* [WHAT TO WORK ON]:
Pick out every line of the material below that contains the string "this", and copy those lines without changes. Case counts when matching.

* [ENTRIES SUPPLIED]:

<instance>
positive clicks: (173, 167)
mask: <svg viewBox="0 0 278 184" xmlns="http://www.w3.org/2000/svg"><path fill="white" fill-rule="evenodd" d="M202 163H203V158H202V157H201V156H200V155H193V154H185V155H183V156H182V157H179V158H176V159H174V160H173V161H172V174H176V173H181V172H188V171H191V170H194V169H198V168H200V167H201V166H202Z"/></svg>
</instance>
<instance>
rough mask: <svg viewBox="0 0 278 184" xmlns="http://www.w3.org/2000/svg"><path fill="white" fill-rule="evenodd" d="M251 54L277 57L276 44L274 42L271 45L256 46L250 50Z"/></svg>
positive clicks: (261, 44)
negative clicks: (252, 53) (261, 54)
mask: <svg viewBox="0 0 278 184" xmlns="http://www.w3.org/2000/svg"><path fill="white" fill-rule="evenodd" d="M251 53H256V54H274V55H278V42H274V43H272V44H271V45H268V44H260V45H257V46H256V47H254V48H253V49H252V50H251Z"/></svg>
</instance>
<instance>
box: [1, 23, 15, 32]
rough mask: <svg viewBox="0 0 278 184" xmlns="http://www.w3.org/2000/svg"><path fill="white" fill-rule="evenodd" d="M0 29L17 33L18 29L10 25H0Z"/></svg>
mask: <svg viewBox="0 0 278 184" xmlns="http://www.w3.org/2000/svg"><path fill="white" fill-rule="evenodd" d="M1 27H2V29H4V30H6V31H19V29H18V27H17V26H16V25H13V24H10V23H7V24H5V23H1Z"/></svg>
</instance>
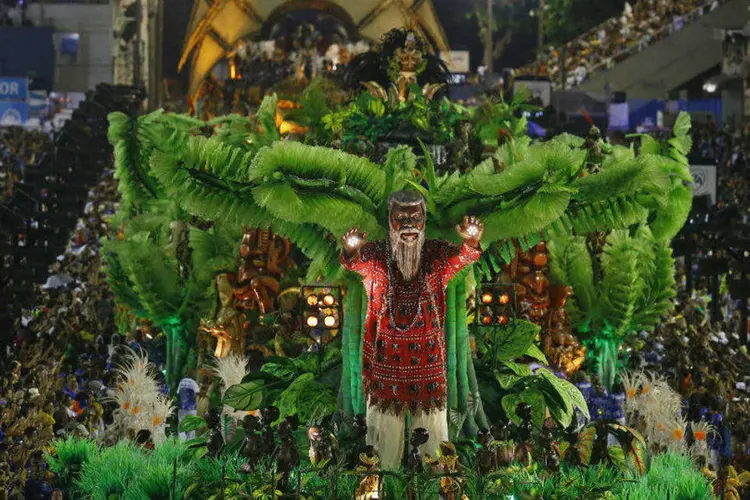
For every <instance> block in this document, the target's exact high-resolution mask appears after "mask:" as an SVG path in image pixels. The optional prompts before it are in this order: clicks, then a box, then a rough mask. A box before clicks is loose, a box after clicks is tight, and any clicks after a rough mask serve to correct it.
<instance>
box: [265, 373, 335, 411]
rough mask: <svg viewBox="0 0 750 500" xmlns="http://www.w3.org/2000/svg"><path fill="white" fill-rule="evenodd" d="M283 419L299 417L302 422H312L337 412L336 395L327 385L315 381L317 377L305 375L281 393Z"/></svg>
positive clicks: (298, 379) (279, 405) (294, 381)
mask: <svg viewBox="0 0 750 500" xmlns="http://www.w3.org/2000/svg"><path fill="white" fill-rule="evenodd" d="M278 407H279V410H280V412H281V417H280V418H281V419H284V418H286V417H288V416H290V415H297V416H298V417H299V419H300V421H301V422H311V421H313V419H314V418H315V417H317V418H321V417H324V416H326V415H330V414H331V413H333V412H335V411H336V395H335V394H334V393H333V391H332V390H331V389H330V388H329V387H328V386H326V385H323V384H321V383H320V382H317V381H316V380H315V375H313V374H312V373H305V374H304V375H301V376H299V377H297V378H296V379H295V380H294V382H292V383H291V384H290V385H289V387H287V388H286V390H284V392H282V393H281V396H279V400H278Z"/></svg>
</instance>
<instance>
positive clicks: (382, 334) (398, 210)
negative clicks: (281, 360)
mask: <svg viewBox="0 0 750 500" xmlns="http://www.w3.org/2000/svg"><path fill="white" fill-rule="evenodd" d="M426 216H427V214H426V207H425V201H424V198H422V196H421V195H420V194H419V193H417V192H416V191H398V192H396V193H393V194H392V195H391V196H390V198H389V199H388V219H389V237H388V239H387V240H386V241H385V242H377V243H367V242H366V238H367V235H366V234H363V233H361V232H360V231H359V228H354V229H352V230H350V231H349V232H347V233H346V234H345V235H344V237H343V245H344V254H343V255H342V257H341V261H342V264H343V265H344V267H346V268H347V269H349V270H351V271H355V272H356V273H358V274H360V275H361V276H362V281H363V284H364V287H365V290H366V292H367V297H368V305H367V317H366V319H365V327H364V341H363V353H362V378H363V384H362V385H363V388H364V392H365V395H366V397H367V443H368V444H370V445H373V446H374V447H375V448H376V449H377V451H378V453H379V454H380V458H381V463H382V465H383V467H385V468H397V467H398V465H399V464H400V462H401V457H402V455H403V450H404V439H403V435H404V425H405V417H406V414H407V413H410V414H411V428H412V429H415V428H417V427H424V428H426V429H427V430H428V431H429V435H430V439H429V440H428V442H427V443H426V444H425V445H424V451H425V452H427V453H430V454H431V455H433V456H435V453H436V450H437V449H438V445H439V444H440V442H441V441H446V440H448V418H447V411H446V406H447V380H446V353H445V336H444V330H443V321H444V319H445V291H446V288H447V286H448V282H449V281H450V279H451V278H452V277H453V276H454V275H455V274H456V273H457V272H458V271H460V270H461V269H462V268H463V267H464V266H466V265H467V264H471V263H473V262H475V261H476V260H477V259H478V258H479V255H480V249H479V239H480V237H481V236H482V230H483V227H482V224H481V223H480V222H479V221H478V220H477V219H475V218H473V217H464V220H463V223H462V224H461V225H460V226H457V228H456V229H457V231H458V234H459V235H460V236H461V237H462V238H463V240H464V243H463V245H462V246H460V247H457V246H455V245H452V244H450V243H446V242H442V241H434V240H425V221H426Z"/></svg>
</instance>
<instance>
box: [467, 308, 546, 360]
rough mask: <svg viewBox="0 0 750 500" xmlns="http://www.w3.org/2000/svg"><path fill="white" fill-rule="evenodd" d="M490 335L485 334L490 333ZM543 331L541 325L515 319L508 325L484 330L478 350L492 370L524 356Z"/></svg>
mask: <svg viewBox="0 0 750 500" xmlns="http://www.w3.org/2000/svg"><path fill="white" fill-rule="evenodd" d="M488 330H489V333H485V332H488ZM540 330H541V327H540V326H539V325H536V324H534V323H531V322H529V321H524V320H520V319H513V320H511V321H509V322H508V324H506V325H501V326H496V327H492V328H490V329H484V328H483V329H482V330H481V333H484V334H485V336H479V337H478V339H477V349H478V351H479V354H480V356H481V359H482V361H483V363H485V364H488V365H489V367H490V368H491V369H495V368H498V367H499V366H500V363H502V362H505V361H511V360H513V359H515V358H518V357H520V356H523V355H524V354H526V352H527V351H528V350H529V348H530V347H531V346H532V345H533V342H534V338H535V337H536V335H537V334H538V333H539V331H540Z"/></svg>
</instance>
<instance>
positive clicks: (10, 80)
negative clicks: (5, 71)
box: [0, 76, 29, 101]
mask: <svg viewBox="0 0 750 500" xmlns="http://www.w3.org/2000/svg"><path fill="white" fill-rule="evenodd" d="M28 97H29V79H28V78H11V77H5V76H0V101H25V100H26V99H27V98H28Z"/></svg>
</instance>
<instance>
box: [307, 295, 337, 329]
mask: <svg viewBox="0 0 750 500" xmlns="http://www.w3.org/2000/svg"><path fill="white" fill-rule="evenodd" d="M301 293H302V297H304V300H305V301H304V302H303V306H304V316H305V325H306V326H307V328H308V329H312V330H317V329H319V328H322V329H325V330H333V329H338V328H340V327H341V325H340V318H341V314H342V311H341V294H342V293H341V288H340V287H335V286H304V287H302V290H301ZM308 334H311V335H319V334H320V332H319V331H313V332H308Z"/></svg>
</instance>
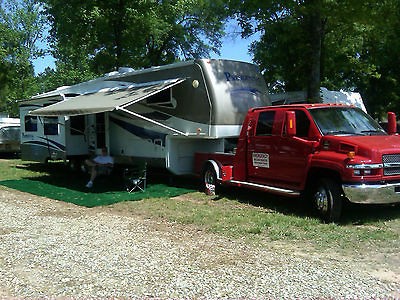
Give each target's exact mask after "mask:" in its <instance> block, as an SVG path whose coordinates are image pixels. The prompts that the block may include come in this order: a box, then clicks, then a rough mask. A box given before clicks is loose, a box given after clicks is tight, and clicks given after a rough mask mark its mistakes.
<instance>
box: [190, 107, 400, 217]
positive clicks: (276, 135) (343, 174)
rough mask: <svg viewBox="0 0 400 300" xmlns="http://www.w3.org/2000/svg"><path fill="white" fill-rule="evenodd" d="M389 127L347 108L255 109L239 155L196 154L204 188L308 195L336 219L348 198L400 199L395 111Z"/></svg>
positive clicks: (252, 113) (238, 151) (331, 216)
mask: <svg viewBox="0 0 400 300" xmlns="http://www.w3.org/2000/svg"><path fill="white" fill-rule="evenodd" d="M389 123H390V124H389V128H390V130H389V131H390V132H389V133H390V134H388V133H387V132H385V131H384V130H383V129H382V128H381V127H380V126H379V125H378V124H377V123H376V122H375V121H374V120H373V119H372V118H371V117H370V116H369V115H368V114H366V113H365V112H364V111H362V110H361V109H359V108H356V107H354V106H346V105H336V104H299V105H283V106H270V107H262V108H254V109H250V110H249V112H248V114H247V116H246V119H245V120H244V122H243V126H242V130H241V133H240V136H239V138H238V143H237V148H236V151H235V153H234V154H216V153H214V154H208V156H207V155H205V154H199V156H197V157H196V165H197V166H199V165H201V166H202V174H203V178H204V182H205V183H204V184H205V186H206V187H207V186H208V187H211V188H213V183H215V184H229V185H236V186H246V187H248V188H254V189H262V190H265V191H268V192H272V193H275V194H281V195H286V196H292V197H298V196H303V197H305V198H306V199H309V200H311V201H312V203H313V206H314V208H315V209H316V210H317V212H318V213H319V215H320V216H321V217H322V219H324V220H326V221H336V220H338V219H339V218H340V215H341V212H342V204H343V201H347V200H348V201H350V202H353V203H395V202H399V201H400V195H398V194H397V193H398V192H400V137H399V136H398V135H397V134H395V132H396V128H395V124H396V122H395V117H394V115H393V114H390V115H389ZM199 161H201V163H200V162H199ZM213 176H215V180H214V178H213Z"/></svg>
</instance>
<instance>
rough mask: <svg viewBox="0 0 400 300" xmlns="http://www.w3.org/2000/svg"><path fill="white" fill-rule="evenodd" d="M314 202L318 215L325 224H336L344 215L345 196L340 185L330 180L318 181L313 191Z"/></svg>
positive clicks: (315, 208)
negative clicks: (330, 223)
mask: <svg viewBox="0 0 400 300" xmlns="http://www.w3.org/2000/svg"><path fill="white" fill-rule="evenodd" d="M312 202H313V206H314V207H315V209H316V211H317V213H318V214H319V216H320V217H321V219H322V220H323V221H325V222H336V221H338V220H339V219H340V216H341V213H342V204H343V196H342V189H341V187H340V185H339V184H338V183H337V182H336V181H334V180H332V179H330V178H322V179H320V180H318V182H317V184H316V185H315V187H314V189H313V191H312Z"/></svg>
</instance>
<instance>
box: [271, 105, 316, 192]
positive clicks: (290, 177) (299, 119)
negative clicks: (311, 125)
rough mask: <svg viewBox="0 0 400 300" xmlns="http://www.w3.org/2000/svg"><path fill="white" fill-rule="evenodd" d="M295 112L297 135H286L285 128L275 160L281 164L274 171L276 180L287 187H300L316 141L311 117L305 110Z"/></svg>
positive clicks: (284, 128)
mask: <svg viewBox="0 0 400 300" xmlns="http://www.w3.org/2000/svg"><path fill="white" fill-rule="evenodd" d="M295 113H296V136H295V137H288V136H286V134H285V128H283V134H282V138H281V139H280V142H279V144H278V147H279V151H277V153H276V154H277V156H276V157H274V158H273V160H274V162H275V163H276V165H277V166H279V170H278V169H275V172H274V174H275V176H276V180H278V181H280V182H281V184H282V185H283V186H284V187H286V188H292V189H299V188H301V184H302V183H303V182H304V179H305V176H306V173H307V166H308V159H309V155H310V154H311V153H312V152H313V145H314V143H313V141H312V140H311V139H310V127H311V124H312V123H311V121H310V118H309V117H308V115H307V114H306V112H305V111H303V110H300V109H299V110H295ZM271 160H272V158H271Z"/></svg>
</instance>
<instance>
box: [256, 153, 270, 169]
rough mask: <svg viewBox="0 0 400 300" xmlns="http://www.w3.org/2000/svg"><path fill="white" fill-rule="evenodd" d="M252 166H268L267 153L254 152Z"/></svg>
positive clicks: (259, 166) (267, 158) (268, 160)
mask: <svg viewBox="0 0 400 300" xmlns="http://www.w3.org/2000/svg"><path fill="white" fill-rule="evenodd" d="M252 158H253V166H254V167H260V168H269V154H268V153H258V152H254V153H253V155H252Z"/></svg>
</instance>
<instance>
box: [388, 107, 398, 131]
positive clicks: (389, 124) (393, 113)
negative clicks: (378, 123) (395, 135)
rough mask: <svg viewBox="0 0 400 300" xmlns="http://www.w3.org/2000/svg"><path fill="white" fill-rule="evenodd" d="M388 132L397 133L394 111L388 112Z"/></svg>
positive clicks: (395, 114) (395, 117)
mask: <svg viewBox="0 0 400 300" xmlns="http://www.w3.org/2000/svg"><path fill="white" fill-rule="evenodd" d="M387 132H388V134H395V133H397V122H396V114H395V113H394V112H388V128H387Z"/></svg>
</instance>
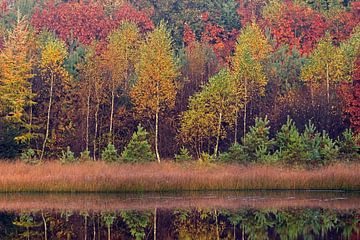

* [EXERCISE ANSWER]:
For every <instance> block in this document, the target's exact high-resolution mask appears after "mask:" as an SVG path in image pixels. The optional prompts before it are in this order: clicks, then a box, then a rough mask. A box before clicks is loose, a box after clicks is tight, and any clicks after a rough mask serve to correct it.
Give each target's exact mask after "mask:" in its <instance> block, as an SVG path whose coordinates are image pixels. The prompts that the block may include come in this order: a box, then clicks, then a rough mask. A box given before clicks is loose, a box given after clicks is tight, and clicks given after a rough mask mark its mistakes.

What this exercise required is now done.